▸ **Source extract**:
┌────────

Contracting authorities are commonly offered pilots, trials or wholly "free of charge" goods, works or services. Contractors wishing to break into a new market, or expand their market share, often take a commercial view to undercut their competition.
The Public Contracts Regulations 2015 ("Regulations") and the public procurement directives, define a public contract as "contracts for pecuniary interest concluded in writing between one or more economic operators and one or more contracting authorities and having as their object the execution of works, the supply of products or the provision of services". It has always been clear that "pecuniary interest" has a wider application than simply cash payments in return for the goods, works or services.
A recent case from the Court of Justice of the European Union (C‑606/17 IBA Molecular Italy Srl v Azienda ULSS n. 3 and others) has provided helpful guidance on the issue of how free of charge contracts are treated by the procurement rules.
The procurement was for medicinal products used radiological examinations. A private hospital (the Sacro Cuore) undertook to supply the medicinal product free of charge to nine regional public hospitals. The only payment under each contract was for the transport costs of a flat rate of EUR 180 per delivery.

└────────

▸ **Task directions**: Copy from the free-of-charge contracts passage, word for word, the part from "Contracting authorities are" up to and including "the goods, works or services.". Work only from the free-of-charge contracts passage.

▸ **Information**:

┌────────

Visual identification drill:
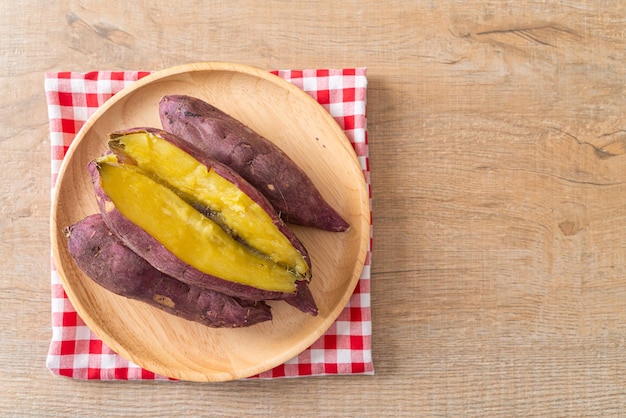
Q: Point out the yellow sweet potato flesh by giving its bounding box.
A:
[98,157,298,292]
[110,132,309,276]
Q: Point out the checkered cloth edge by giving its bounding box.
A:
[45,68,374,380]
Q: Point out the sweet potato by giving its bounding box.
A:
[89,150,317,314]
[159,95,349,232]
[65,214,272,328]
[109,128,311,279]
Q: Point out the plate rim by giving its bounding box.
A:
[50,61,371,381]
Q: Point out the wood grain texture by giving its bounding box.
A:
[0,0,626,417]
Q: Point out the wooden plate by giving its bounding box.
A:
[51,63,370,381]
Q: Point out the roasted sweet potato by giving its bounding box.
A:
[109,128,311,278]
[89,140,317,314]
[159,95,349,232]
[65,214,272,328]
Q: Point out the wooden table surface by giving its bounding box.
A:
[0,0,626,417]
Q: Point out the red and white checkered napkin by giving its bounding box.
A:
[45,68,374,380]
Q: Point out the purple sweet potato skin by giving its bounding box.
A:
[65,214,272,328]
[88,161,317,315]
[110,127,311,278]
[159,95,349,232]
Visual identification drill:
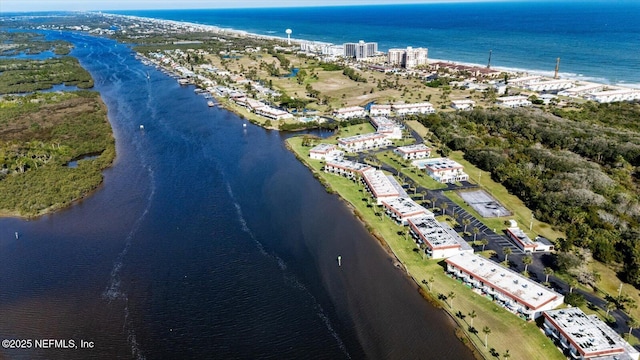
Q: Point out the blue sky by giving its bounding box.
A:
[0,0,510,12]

└────────
┌────────

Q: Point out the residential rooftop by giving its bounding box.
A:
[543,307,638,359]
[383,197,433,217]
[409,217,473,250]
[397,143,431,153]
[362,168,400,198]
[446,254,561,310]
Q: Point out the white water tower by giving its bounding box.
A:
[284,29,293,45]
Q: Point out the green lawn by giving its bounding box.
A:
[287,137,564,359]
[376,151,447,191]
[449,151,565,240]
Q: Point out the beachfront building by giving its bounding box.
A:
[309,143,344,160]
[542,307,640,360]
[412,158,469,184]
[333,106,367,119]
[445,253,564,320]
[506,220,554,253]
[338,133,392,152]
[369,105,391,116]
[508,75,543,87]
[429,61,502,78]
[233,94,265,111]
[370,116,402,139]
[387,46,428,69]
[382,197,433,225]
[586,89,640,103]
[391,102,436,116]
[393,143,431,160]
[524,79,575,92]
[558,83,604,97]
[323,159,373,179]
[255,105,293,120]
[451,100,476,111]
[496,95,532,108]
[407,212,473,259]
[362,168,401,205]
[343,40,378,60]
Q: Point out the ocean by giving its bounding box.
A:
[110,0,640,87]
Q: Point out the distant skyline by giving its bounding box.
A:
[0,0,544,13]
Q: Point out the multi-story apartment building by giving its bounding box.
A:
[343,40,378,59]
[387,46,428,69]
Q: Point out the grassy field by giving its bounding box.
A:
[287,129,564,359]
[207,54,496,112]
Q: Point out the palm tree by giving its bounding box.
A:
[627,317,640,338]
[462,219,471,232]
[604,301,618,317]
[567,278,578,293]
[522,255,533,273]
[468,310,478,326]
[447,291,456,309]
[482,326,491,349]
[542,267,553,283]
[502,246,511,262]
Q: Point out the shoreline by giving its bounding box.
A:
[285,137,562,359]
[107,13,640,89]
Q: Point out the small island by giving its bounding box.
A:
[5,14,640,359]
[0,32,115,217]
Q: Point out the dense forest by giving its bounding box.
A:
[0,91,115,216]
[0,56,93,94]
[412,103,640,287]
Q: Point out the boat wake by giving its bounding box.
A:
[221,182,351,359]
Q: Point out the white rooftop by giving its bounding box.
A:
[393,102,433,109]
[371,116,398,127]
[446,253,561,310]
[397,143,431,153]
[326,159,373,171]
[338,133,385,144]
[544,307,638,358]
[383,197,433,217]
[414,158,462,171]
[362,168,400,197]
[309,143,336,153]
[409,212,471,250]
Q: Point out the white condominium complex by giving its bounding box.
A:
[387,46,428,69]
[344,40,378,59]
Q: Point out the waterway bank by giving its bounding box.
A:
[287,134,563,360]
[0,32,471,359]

└────────

▸ **Result of the task**:
Contracting authorities are commonly offered pilots, trials or wholly "free of charge" goods, works or services. Contractors wishing to break into a new market, or expand their market share, often take a commercial view to undercut their competition.
The Public Contracts Regulations 2015 ("Regulations") and the public procurement directives, define a public contract as "contracts for pecuniary interest concluded in writing between one or more economic operators and one or more contracting authorities and having as their object the execution of works, the supply of products or the provision of services". It has always been clear that "pecuniary interest" has a wider application than simply cash payments in return for the goods, works or services.